##### Data shown #####
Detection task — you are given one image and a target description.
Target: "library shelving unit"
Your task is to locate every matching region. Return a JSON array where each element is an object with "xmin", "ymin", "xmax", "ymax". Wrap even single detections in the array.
#####
##### Data shown #####
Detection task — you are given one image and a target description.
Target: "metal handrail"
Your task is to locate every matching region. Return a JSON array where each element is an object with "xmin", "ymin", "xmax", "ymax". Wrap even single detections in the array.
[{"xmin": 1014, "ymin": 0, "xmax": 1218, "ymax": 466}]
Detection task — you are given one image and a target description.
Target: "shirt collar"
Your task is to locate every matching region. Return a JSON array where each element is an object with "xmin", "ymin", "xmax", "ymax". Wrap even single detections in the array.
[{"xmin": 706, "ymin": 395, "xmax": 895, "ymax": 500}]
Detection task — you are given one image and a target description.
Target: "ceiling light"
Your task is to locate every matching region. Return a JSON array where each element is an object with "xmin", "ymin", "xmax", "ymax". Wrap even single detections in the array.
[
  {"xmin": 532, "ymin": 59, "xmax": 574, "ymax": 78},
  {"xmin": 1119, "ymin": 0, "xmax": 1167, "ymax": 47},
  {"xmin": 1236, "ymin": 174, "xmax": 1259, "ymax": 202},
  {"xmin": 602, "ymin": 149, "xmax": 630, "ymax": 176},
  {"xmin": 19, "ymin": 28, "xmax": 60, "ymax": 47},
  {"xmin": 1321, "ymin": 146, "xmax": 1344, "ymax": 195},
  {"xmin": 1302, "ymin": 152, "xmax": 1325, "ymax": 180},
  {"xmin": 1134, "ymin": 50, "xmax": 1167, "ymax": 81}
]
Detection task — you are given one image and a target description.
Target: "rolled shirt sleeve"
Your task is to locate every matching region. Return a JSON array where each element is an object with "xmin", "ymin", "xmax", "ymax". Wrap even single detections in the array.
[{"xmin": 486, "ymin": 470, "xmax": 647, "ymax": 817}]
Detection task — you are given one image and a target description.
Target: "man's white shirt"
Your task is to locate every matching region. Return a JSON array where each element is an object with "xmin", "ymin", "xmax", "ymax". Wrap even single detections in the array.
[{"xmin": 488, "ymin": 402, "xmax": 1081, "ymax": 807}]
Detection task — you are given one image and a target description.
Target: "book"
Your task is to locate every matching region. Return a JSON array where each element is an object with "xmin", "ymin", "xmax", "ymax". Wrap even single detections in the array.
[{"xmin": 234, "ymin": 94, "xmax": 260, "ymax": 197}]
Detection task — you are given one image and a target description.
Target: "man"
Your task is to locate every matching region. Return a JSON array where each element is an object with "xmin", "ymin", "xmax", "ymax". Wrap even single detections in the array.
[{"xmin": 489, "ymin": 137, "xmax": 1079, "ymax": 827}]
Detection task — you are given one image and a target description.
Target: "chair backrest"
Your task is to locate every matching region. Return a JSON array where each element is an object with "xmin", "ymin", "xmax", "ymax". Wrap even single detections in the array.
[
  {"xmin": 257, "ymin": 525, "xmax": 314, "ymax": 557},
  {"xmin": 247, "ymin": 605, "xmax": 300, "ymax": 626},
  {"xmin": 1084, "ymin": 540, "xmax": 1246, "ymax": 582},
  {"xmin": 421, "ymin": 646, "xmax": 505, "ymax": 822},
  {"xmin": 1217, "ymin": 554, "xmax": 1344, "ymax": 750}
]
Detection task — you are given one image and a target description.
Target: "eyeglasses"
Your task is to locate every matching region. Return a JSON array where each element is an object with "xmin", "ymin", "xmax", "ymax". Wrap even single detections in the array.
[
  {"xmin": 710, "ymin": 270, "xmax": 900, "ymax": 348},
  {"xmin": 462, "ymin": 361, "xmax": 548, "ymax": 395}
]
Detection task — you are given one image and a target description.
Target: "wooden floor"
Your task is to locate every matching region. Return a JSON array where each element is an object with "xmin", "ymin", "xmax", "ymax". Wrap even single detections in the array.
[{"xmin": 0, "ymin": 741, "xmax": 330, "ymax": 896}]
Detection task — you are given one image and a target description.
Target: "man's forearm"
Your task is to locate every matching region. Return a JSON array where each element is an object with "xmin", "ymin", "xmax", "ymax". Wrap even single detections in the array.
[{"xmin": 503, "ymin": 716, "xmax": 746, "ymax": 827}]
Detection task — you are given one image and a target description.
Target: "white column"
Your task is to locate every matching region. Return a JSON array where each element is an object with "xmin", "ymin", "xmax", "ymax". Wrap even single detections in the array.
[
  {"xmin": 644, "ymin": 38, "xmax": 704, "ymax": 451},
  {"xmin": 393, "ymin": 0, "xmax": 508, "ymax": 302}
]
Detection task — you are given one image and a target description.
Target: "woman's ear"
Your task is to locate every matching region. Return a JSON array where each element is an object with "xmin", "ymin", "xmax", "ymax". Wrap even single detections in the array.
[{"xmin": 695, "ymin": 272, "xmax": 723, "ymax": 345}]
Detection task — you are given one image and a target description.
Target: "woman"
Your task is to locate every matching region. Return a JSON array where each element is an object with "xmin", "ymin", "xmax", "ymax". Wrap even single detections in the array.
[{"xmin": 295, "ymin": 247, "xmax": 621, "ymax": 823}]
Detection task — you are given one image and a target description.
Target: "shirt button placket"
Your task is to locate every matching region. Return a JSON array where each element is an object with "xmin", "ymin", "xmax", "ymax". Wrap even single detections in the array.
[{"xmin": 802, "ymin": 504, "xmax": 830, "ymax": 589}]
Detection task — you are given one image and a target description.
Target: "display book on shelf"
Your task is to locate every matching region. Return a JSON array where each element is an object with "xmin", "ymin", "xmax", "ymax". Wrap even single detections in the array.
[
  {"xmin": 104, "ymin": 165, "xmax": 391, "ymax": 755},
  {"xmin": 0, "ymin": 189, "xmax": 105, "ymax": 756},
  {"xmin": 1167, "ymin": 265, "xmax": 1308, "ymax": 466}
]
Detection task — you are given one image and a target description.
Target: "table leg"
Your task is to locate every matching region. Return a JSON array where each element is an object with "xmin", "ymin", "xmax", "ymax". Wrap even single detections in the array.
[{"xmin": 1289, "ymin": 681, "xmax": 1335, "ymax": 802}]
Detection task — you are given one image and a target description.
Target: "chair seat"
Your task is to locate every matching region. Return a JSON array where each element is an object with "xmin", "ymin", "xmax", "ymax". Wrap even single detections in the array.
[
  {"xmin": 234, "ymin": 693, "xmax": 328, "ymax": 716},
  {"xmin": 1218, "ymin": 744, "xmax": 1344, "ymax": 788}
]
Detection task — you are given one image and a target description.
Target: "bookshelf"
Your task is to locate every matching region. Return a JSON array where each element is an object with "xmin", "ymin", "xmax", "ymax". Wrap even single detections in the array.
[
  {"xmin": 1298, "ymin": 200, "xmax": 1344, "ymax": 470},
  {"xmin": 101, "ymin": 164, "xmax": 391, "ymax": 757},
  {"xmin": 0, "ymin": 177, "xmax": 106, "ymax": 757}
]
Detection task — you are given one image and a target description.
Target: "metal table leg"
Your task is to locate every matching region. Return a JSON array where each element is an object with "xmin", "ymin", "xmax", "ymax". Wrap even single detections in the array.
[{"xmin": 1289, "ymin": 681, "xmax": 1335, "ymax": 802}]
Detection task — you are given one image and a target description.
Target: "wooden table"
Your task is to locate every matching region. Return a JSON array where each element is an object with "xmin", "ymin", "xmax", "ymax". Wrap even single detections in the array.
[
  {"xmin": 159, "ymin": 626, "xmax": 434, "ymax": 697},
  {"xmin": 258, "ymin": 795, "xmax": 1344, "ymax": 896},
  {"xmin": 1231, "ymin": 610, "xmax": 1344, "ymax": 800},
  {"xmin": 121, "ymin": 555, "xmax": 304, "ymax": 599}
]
#####
→ Task statement:
Report how many lines of the records contain the word "chair", treating case as significant. Give only the number.

→ Solved exercise:
2